Coordinate annotation entries
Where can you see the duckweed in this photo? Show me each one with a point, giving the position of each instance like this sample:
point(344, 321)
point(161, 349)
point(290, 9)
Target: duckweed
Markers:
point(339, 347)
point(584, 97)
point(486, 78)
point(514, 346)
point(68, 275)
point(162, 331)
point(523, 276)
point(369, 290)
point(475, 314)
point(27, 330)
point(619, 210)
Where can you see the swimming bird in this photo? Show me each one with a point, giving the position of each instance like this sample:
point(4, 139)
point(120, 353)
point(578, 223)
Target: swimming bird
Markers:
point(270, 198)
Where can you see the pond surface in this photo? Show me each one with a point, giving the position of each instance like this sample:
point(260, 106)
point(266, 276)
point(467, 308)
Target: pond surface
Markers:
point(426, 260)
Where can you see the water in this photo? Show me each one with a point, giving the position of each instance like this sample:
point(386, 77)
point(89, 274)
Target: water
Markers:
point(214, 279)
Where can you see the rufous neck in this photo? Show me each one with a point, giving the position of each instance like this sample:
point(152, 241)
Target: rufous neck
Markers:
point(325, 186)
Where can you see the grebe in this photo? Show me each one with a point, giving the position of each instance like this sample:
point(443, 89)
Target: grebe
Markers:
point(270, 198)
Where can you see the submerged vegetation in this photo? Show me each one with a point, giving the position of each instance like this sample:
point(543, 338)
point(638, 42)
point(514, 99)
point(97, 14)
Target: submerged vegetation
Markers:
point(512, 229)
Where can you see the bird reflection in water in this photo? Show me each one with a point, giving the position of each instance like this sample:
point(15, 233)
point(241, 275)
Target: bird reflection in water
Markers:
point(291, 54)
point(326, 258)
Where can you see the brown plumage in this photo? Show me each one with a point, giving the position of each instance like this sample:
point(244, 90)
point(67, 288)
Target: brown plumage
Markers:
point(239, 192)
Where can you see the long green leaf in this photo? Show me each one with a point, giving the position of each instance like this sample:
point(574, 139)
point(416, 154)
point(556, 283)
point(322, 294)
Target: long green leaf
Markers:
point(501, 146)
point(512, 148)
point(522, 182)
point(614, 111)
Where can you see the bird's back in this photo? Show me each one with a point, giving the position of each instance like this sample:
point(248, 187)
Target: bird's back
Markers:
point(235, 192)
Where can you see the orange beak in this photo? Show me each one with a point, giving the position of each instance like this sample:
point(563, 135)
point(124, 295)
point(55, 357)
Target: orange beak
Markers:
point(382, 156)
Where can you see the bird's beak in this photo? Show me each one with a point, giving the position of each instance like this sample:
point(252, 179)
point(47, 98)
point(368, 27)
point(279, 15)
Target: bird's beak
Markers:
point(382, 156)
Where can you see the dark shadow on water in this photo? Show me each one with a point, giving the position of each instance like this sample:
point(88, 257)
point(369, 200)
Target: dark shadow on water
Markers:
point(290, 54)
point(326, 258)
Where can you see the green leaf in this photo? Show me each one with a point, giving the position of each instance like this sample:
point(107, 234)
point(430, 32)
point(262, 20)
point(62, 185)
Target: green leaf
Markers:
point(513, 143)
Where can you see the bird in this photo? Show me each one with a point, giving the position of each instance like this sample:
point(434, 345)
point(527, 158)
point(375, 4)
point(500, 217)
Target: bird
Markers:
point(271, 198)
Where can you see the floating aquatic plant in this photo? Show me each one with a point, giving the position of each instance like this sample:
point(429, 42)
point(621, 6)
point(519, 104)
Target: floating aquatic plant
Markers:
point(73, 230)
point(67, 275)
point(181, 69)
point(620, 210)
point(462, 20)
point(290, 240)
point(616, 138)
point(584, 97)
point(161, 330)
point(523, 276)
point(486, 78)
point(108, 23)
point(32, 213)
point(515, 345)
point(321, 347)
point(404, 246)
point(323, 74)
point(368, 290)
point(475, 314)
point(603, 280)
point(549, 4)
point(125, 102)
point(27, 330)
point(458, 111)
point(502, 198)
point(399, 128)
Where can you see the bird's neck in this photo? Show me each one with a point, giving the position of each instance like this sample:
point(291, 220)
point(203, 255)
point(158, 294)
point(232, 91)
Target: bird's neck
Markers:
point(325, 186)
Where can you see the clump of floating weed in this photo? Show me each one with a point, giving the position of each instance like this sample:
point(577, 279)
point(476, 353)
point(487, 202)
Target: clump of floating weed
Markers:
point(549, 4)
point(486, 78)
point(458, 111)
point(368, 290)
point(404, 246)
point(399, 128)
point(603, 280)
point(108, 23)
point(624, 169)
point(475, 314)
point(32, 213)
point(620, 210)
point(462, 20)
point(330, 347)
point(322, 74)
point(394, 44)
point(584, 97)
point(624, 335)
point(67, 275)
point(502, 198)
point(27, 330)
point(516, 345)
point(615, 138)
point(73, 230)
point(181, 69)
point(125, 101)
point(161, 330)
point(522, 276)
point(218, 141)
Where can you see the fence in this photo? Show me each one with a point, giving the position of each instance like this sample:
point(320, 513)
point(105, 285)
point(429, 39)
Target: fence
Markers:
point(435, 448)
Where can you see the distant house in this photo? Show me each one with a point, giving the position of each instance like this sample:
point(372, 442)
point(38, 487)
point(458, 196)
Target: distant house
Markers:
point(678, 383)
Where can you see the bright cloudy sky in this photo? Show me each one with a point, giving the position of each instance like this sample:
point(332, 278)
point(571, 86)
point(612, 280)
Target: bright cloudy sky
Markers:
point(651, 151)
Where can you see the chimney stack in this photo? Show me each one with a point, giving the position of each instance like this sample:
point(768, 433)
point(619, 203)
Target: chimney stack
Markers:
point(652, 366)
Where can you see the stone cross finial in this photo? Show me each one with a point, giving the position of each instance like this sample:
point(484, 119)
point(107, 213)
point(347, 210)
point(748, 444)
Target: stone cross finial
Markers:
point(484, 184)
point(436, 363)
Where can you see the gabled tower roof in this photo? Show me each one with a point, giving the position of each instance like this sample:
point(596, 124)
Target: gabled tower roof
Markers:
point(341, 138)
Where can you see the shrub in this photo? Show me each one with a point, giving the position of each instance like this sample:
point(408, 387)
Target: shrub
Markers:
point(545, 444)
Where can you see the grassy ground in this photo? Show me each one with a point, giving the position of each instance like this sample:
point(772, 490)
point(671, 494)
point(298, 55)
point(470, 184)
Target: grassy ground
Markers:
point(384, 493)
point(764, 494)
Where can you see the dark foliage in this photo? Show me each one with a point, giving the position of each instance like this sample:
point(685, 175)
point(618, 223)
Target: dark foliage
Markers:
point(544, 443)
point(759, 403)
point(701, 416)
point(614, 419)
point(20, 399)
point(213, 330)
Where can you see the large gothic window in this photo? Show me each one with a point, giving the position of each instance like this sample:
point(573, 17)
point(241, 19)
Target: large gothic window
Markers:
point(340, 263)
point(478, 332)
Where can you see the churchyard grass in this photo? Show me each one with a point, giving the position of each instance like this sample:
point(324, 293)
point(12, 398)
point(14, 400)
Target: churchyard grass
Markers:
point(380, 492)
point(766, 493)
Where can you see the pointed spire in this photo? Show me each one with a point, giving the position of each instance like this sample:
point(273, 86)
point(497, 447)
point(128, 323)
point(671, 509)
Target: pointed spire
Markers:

== Directions ==
Edit the records above by changing every "Markers" to "Points", keeping everything else the same.

== Answer ==
Where can you see the duckweed in this photo? Show me each one with a point, giving the position of each instance like this sample:
point(344, 321)
point(161, 349)
point(290, 9)
Target: duckweed
Points:
point(339, 347)
point(584, 97)
point(486, 78)
point(514, 346)
point(68, 275)
point(162, 331)
point(523, 276)
point(369, 290)
point(475, 314)
point(27, 330)
point(619, 210)
Where can you see the swimming bird in this photo? Show me each one with a point, giving the position of each instance like this sample:
point(4, 139)
point(120, 353)
point(578, 223)
Target: swimming bird
Points:
point(270, 198)
Where can you see the pond surface in this photo? Show me each one with a point, giving the position of each instance like this sample:
point(260, 106)
point(266, 276)
point(467, 308)
Target: pond surface
Points:
point(426, 260)
Where can you see the water in this photo? Show me each one with a point, giving the position of each instance like this sample:
point(386, 77)
point(89, 274)
Target: water
Points:
point(214, 279)
Where can you see the rufous neck in this photo? Show me each one with a point, giving the position of each instance like this sample:
point(152, 241)
Target: rufous neck
Points:
point(325, 186)
Where can you see the grebe in this photo? Show me each one with a point, giving the position of each instance like this sample:
point(443, 89)
Target: grebe
Points:
point(270, 198)
Where can you see the submerged vegetation in this photo? Show me each one with a point, giving the position of each instance like this sample:
point(543, 338)
point(638, 42)
point(514, 99)
point(97, 14)
Target: submerged vegetation
Points:
point(512, 229)
Where can you see the bird reflection in water in this photo? Show me each one with a point, giving the position of each instance like this sample:
point(15, 233)
point(241, 275)
Target: bird reflection in water
Points:
point(291, 54)
point(326, 258)
Where can you see the brown plumage in this photo? Show me each one with a point, giving the position of each instance like this sample:
point(244, 90)
point(67, 288)
Target: brown plumage
Points:
point(239, 192)
Where can you see the long green leaf in this photo? Show me each one with a point, giving the position of each instance like this sample:
point(574, 139)
point(416, 154)
point(556, 283)
point(322, 294)
Target: long green leaf
Points:
point(501, 146)
point(512, 148)
point(522, 182)
point(614, 111)
Where can you see the bird's back in this photo? Show me each one with a point, giving the position of each instance like this sample:
point(248, 187)
Target: bird's back
Points:
point(235, 192)
Where can you see the orange beak in this photo? Show me each one with a point, giving the position of each instance like this sample:
point(563, 135)
point(124, 295)
point(55, 357)
Target: orange beak
Points:
point(382, 156)
Where can you see the bird's beak in this photo? Show me each one with a point, giving the position of each instance like this sample:
point(252, 179)
point(47, 98)
point(368, 27)
point(279, 15)
Target: bird's beak
Points:
point(382, 156)
Where can you see the dark shadow on water in this photo? Show me each one with a point, giving the position of each instance like this sample:
point(88, 257)
point(369, 200)
Target: dark shadow on water
Points:
point(290, 54)
point(326, 258)
Where can you see the green leaf in this photo? Show me each one with a point, giving the position of each instance like this sample:
point(107, 234)
point(430, 32)
point(262, 20)
point(62, 185)
Target: green leaf
Points:
point(513, 143)
Where can you see the bird in this photo? Show me each one with a point, giving the position of each instance like this sample:
point(434, 345)
point(527, 158)
point(375, 4)
point(500, 217)
Target: bird
Points:
point(271, 198)
Where can you see the floating aquatic plant in this photo? Show me each one with a point, giving the position of each instance like this sample:
point(429, 42)
point(621, 6)
point(519, 104)
Target: floating aquatic plant
Points:
point(73, 230)
point(67, 275)
point(181, 69)
point(620, 210)
point(462, 20)
point(290, 240)
point(616, 138)
point(584, 97)
point(161, 330)
point(523, 276)
point(486, 78)
point(108, 23)
point(32, 213)
point(515, 345)
point(321, 347)
point(404, 246)
point(323, 74)
point(368, 290)
point(475, 314)
point(603, 280)
point(549, 4)
point(125, 102)
point(27, 330)
point(458, 111)
point(502, 198)
point(399, 128)
Where can you see the bird's neck in this photo? Show me each one with a point, giving the position of each instance like this sample:
point(291, 220)
point(203, 255)
point(158, 294)
point(232, 91)
Target: bird's neck
Points:
point(325, 186)
Where can you see the clump of floating weed in this photo? Show me each one with a point, giving the position of each instance like this sample:
point(577, 279)
point(476, 353)
point(487, 202)
Target: clump of floating weed
Points:
point(549, 4)
point(486, 78)
point(458, 111)
point(368, 290)
point(404, 246)
point(399, 128)
point(603, 280)
point(108, 23)
point(624, 169)
point(475, 314)
point(32, 213)
point(620, 210)
point(462, 20)
point(330, 347)
point(322, 74)
point(394, 44)
point(584, 97)
point(624, 335)
point(67, 275)
point(502, 198)
point(27, 330)
point(516, 345)
point(615, 138)
point(73, 230)
point(181, 69)
point(125, 101)
point(161, 330)
point(522, 276)
point(218, 141)
Where can you see the fence in this photo? Show me each one with a point, giving the position of each instance like this sample:
point(320, 513)
point(105, 285)
point(429, 39)
Target: fence
Points:
point(435, 448)
Where can you see the distant house in this photo? Show me each one with a point, giving the position of each instance like this sample:
point(372, 442)
point(38, 487)
point(458, 196)
Target: distant house
Points:
point(678, 383)
Where can you see the bright cloudy sky in this photo? Show me each one with a point, giving the position of each instance like this sample:
point(332, 278)
point(571, 86)
point(612, 280)
Target: bright cloudy sky
Points:
point(651, 151)
Where can you see the chimney stack in this photo? Show me each one with a point, giving the position of each instance like this sample:
point(768, 433)
point(619, 203)
Target: chimney stack
Points:
point(652, 366)
Where can you see the stone cross finial in this photo? Show me each one with a point, giving the position of each instance like this sample:
point(484, 119)
point(107, 213)
point(347, 210)
point(748, 444)
Target: stone cross finial
Points:
point(484, 184)
point(436, 363)
Where can you see the gabled tower roof in this photo? Show me each one with a point, giving the position of each instance like this sample:
point(596, 124)
Target: gabled tower roof
Points:
point(341, 138)
Where can you see the shrub in this photo? Show me each one with a point, giving the position of each instance like this sample:
point(408, 387)
Target: shrub
Points:
point(545, 444)
Where can you see the grassy ground in this photo? Show me each one with a point, giving the position of each instance like this sample:
point(772, 490)
point(671, 494)
point(298, 55)
point(470, 184)
Target: grassy ground
Points:
point(384, 493)
point(764, 494)
Where can you see the dark foliage in this photo? Show me each one with a point, giving the position of each instance like this sample:
point(685, 175)
point(618, 223)
Target: dark foliage
Points:
point(544, 443)
point(759, 403)
point(701, 416)
point(614, 419)
point(20, 399)
point(213, 330)
Where can you see the large gothic window in this photo? Show me each one with a point, giving the position of each instance like this sample:
point(573, 17)
point(241, 19)
Target: large gothic window
Points:
point(340, 263)
point(478, 332)
Where can you see the churchyard grass in this photo? Show me each one with a point, giving the position of each instance like this sample:
point(324, 293)
point(12, 398)
point(14, 400)
Target: churchyard grass
Points:
point(380, 492)
point(766, 493)
Where can you see the pointed spire in this photo? Show me each one with a point, giving the position of each instance like this sample:
point(273, 86)
point(497, 447)
point(128, 323)
point(671, 509)
Target: pointed spire
Points:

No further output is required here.